====== Material

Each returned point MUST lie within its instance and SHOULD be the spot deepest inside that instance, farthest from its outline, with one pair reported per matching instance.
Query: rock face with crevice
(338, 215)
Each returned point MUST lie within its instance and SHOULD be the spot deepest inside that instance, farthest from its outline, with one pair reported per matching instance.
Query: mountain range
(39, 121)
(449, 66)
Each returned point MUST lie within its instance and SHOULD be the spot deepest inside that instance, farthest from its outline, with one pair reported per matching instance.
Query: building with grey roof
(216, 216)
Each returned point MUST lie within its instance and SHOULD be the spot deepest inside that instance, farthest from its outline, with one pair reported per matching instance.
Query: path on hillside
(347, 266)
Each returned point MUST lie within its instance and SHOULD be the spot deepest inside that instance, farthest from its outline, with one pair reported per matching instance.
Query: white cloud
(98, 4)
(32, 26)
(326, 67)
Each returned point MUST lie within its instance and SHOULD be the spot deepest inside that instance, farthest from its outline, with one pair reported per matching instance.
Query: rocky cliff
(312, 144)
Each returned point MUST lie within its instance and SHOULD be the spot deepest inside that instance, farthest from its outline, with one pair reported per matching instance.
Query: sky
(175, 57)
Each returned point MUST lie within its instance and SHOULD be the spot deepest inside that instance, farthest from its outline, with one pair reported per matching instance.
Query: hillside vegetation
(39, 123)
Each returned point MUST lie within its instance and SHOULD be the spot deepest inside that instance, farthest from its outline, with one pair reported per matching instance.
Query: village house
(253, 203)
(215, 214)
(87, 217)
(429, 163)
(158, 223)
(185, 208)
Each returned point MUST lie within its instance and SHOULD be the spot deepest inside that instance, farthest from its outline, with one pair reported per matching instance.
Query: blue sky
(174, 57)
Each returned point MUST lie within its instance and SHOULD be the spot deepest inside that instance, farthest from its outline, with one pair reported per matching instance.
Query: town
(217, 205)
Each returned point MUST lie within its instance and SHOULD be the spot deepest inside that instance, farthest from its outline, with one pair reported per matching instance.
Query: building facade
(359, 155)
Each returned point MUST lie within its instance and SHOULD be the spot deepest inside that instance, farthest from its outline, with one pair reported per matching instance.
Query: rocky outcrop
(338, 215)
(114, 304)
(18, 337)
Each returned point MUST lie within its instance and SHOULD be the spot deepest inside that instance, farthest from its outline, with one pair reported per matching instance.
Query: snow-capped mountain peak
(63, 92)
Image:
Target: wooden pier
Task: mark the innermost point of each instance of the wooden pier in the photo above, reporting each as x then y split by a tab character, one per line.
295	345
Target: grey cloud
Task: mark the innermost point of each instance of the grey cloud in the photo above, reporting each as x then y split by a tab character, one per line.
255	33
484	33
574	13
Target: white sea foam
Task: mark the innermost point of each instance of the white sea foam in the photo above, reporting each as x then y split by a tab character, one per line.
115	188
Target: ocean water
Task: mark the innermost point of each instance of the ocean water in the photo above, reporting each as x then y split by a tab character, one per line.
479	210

============

Work to do: Set down the entries above again, word for word.

Right answer:
Each returned point MUST lie within its instance and SHOULD be the spot deepest inside that instance, farthest from its outline, with one pair reported per matching instance.
Query: rock face with crevice
(338, 215)
Each returned point MUST lie within its instance and SHOULD be the spot deepest inside that instance, farthest from its outline, with one pair reported per matching instance.
Query: mountain range
(39, 121)
(449, 66)
Each returned point MUST lie within its instance and SHOULD be the spot deepest inside that instance, farthest from its outline, with one pair reported per matching instance.
Query: building with grey roof
(216, 216)
Each returned point MUST lie within its instance and SHOULD be the spot deepest inside that instance, farthest from its outline, with one pair reported per matching instance.
Query: path on hillside
(347, 266)
Each returned point MUST lie within its instance and SHOULD be the spot deepest inside that instance, farthest from its outline, with one pair reported per matching instance.
Query: white cloud
(98, 4)
(32, 26)
(326, 67)
Each returned point MUST lie within its instance and SHOULD be the spot deepest inside that instance, farthest from its outline, with one pair reported per matching instance.
Query: rocky cliff
(312, 144)
Each returned point MUST lie within its instance and SHOULD be the spot deepest inside that instance, farthest from its outline, with one pair reported per matching instance.
Query: sky
(175, 57)
Each returned point MUST lie within its instance and SHOULD be the spot deepest inside that instance, farthest from its outline, with one pair reported per matching instance.
Query: hillside vegetation
(39, 123)
Each returned point MUST lie within its instance and SHOULD be the spot deepest inside that instance, farthest from its outline, with one pair reported per matching instance.
Query: village house
(253, 203)
(215, 214)
(87, 217)
(429, 163)
(158, 223)
(185, 208)
Each returned point MUST lie within its instance and SHOULD be the spot deepest inside that instance, farthest from its outline, with one pair reported per matching instance.
Query: blue sky
(174, 57)
Each returned point MUST lie within its instance and SHOULD be the spot deepest inside that instance, farthest from its outline, with one pair reported per matching instance.
Query: town
(217, 205)
Each returned point MUST lie within its instance and SHOULD be the spot deepest inside that instance, farthest from its outline, with one pair reported per matching instance.
Query: building facade
(359, 155)
Each returned point MUST lie within its instance and SHOULD be the spot deepest inside that instance, farthest from its outline, with one pair reported per matching instance.
Query: rocky outcrop
(338, 215)
(114, 304)
(18, 337)
Each returned point MUST lie within its instance and SHOULD be the spot deepest inside that instance, farthest from its outline, with one pair reported per matching instance.
Query: snow-capped mountain peak
(63, 92)
Image:
Target: wooden pier
Task: mark the innermost point of each instance of the wooden pier in the photo above, reporting each as x then y split by a tab character, one per line.
295	345
Target: grey cloud
Task: mark the innermost point of each instance of the grey cloud in the photo above, reporting each as x then y split by a tab character, one per line.
255	33
484	33
574	13
Target: white sea foam
Task: mark the innermost point of each instance of the white sea foam in the photo above, reporting each as x then y split by a tab character, one per line.
115	188
Target: ocean water
Task: mark the innermost point of each instance of the ocean water in the photo above, reporting each as x then y split by a tab character, one per line.
479	210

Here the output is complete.